(Einige Einträge)

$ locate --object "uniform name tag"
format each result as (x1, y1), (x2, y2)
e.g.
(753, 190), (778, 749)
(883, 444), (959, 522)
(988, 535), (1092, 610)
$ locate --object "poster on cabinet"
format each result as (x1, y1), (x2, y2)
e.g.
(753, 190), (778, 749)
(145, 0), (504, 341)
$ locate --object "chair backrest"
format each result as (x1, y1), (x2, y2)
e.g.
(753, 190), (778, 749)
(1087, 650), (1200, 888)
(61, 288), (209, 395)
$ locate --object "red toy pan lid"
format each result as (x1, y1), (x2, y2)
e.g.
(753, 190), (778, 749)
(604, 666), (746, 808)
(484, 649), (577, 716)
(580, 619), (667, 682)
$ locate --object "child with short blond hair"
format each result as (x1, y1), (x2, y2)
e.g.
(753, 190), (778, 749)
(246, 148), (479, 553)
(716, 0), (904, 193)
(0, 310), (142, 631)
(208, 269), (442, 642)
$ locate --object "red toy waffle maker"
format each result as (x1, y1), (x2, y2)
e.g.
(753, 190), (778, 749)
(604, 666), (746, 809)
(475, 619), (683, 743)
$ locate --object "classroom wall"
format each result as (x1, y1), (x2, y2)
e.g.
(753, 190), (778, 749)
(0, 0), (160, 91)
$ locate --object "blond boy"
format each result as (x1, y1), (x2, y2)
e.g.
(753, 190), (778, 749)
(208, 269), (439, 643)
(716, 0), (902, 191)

§ **ANWEISUNG**: Führe alle Zeilen der Einträge auf, die das Wort „blond“ enthalten.

§ **ERGEBNIS**:
$ locate --object "child with short blond hair"
$ locate --object "blond boy"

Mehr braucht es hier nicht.